*Description of the task*: Find each line in the material below that contains the string "refrigerator" and copy it out in full. Case counts.

*Data for processing*:
◇ ◇ ◇ ◇

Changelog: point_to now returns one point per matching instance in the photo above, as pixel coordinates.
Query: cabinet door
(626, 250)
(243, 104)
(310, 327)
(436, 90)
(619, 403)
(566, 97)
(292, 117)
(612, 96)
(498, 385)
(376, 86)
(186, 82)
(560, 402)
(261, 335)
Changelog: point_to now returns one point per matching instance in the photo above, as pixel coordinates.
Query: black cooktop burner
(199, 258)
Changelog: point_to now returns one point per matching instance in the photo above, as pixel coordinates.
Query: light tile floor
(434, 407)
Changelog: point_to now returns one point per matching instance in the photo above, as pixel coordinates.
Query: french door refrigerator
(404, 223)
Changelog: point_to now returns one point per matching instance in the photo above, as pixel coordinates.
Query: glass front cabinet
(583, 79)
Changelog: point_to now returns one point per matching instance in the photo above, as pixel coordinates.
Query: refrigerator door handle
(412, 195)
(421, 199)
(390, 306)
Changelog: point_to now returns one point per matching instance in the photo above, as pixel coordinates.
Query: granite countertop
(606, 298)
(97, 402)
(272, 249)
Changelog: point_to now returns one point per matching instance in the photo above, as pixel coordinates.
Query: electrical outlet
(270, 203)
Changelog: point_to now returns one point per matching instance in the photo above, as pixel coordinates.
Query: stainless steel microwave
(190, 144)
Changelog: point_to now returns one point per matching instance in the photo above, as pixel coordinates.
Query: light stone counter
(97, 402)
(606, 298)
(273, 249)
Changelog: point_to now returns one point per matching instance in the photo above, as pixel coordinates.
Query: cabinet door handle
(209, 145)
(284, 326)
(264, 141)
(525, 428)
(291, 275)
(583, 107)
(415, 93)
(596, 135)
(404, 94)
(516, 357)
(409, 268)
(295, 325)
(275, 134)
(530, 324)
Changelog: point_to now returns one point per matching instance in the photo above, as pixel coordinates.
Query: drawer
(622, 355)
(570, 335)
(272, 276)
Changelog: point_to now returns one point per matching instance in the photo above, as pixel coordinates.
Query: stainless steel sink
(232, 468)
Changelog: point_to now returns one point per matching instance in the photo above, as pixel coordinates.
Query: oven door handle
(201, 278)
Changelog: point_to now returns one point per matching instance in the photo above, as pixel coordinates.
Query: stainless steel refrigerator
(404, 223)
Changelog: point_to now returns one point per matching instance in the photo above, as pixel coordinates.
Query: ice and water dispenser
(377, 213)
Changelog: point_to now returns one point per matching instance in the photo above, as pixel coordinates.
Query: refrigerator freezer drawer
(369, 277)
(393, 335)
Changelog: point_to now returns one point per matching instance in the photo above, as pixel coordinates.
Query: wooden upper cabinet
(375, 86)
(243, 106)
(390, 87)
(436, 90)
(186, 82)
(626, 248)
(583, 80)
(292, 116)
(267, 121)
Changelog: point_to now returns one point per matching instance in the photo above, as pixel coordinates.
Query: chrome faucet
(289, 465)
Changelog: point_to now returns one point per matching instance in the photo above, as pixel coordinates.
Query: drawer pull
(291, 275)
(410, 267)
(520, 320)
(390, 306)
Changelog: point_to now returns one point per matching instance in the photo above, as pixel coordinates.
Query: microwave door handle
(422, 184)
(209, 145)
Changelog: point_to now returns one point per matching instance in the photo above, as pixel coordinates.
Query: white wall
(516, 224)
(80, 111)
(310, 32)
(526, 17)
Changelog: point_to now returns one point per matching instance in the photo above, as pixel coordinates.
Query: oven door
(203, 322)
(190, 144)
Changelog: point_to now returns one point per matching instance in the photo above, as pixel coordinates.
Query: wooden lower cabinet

◇ ◇ ◇ ◇

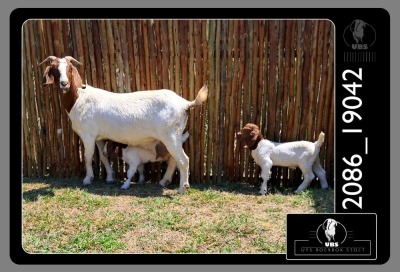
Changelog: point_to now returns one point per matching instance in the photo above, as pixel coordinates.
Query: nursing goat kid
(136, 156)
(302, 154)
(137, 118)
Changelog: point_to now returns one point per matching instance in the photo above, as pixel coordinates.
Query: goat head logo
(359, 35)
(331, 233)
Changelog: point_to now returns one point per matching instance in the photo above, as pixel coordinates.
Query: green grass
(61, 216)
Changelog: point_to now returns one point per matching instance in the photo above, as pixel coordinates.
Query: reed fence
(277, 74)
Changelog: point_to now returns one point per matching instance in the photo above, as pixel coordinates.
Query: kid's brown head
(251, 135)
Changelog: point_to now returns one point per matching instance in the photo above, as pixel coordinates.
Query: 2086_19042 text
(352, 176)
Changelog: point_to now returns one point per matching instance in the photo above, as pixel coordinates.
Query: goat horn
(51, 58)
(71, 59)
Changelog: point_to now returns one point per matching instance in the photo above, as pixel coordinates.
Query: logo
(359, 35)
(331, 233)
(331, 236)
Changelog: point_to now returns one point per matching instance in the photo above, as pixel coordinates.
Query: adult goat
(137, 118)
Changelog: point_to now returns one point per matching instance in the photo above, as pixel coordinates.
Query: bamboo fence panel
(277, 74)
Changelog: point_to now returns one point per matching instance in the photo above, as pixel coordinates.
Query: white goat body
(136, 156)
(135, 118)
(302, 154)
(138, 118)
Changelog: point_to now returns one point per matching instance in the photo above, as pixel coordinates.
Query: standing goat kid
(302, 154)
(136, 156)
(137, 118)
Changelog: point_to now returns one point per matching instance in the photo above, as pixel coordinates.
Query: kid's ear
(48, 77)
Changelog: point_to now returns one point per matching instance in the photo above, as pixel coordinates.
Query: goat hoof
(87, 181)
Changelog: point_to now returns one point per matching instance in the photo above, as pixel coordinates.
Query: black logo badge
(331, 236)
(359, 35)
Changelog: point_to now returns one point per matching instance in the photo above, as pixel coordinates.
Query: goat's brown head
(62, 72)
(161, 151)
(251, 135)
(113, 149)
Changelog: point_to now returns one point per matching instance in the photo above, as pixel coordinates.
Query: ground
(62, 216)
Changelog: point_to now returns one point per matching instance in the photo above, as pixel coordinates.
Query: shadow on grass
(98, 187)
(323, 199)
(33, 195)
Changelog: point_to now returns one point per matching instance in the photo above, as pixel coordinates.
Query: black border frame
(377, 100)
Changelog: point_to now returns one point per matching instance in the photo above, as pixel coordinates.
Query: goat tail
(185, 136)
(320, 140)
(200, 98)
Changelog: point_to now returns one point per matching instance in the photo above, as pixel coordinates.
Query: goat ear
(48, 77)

◇ ◇ ◇ ◇

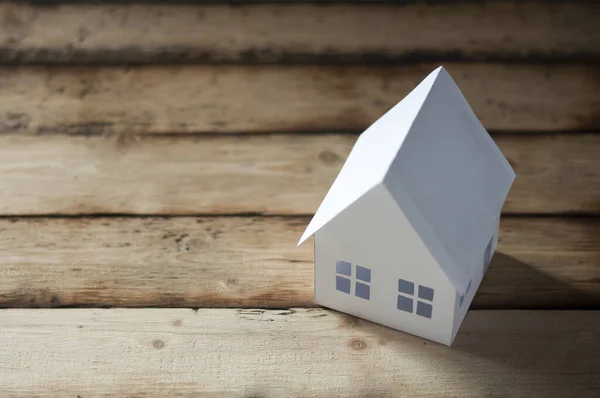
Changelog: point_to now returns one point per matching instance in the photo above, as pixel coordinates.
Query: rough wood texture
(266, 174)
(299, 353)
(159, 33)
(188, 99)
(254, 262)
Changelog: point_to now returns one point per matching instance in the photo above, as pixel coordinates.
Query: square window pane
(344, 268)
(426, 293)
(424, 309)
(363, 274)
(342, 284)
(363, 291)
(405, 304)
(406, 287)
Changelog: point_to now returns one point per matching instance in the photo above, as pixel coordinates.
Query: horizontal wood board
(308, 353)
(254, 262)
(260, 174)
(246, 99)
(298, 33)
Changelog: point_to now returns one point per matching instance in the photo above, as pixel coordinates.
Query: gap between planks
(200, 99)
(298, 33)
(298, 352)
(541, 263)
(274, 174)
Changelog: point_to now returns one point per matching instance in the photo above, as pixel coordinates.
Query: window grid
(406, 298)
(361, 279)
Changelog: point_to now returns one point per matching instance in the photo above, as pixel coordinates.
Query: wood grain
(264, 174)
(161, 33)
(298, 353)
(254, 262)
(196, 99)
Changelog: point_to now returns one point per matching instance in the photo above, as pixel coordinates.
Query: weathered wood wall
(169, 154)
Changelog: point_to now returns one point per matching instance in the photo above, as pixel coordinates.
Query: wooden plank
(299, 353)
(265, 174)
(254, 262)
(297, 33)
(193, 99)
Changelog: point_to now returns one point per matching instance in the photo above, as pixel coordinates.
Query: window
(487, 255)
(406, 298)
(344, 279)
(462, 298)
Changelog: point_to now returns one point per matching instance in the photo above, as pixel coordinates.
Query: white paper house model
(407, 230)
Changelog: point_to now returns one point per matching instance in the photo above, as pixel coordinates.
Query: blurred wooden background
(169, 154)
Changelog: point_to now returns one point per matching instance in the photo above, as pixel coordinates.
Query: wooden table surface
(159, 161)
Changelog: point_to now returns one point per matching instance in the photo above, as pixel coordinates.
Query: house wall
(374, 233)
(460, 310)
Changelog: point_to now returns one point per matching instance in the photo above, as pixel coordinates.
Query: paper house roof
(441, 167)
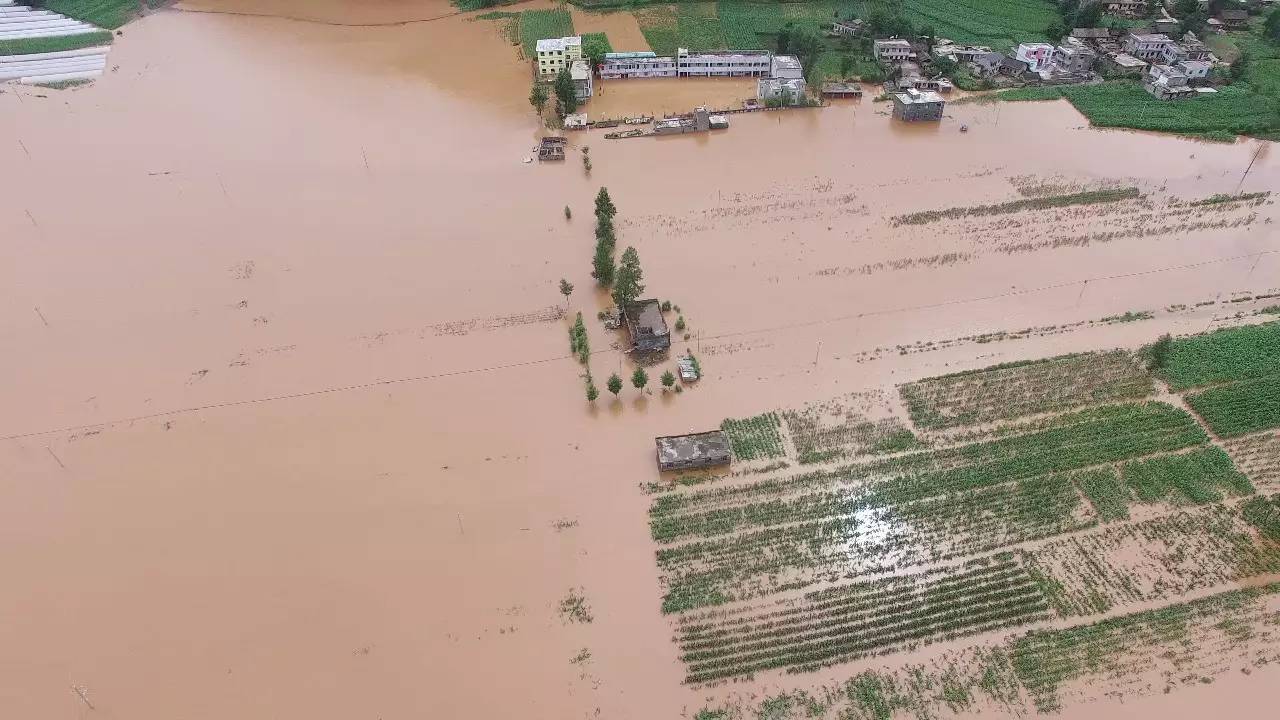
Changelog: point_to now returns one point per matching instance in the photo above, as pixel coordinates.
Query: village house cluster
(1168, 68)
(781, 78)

◇ ◇ ◇ ◇

*Solved exercise*:
Query: french door refrigerator
Query: refrigerator door handle
Query: stainless steel refrigerator
Query: refrigerator freezer drawer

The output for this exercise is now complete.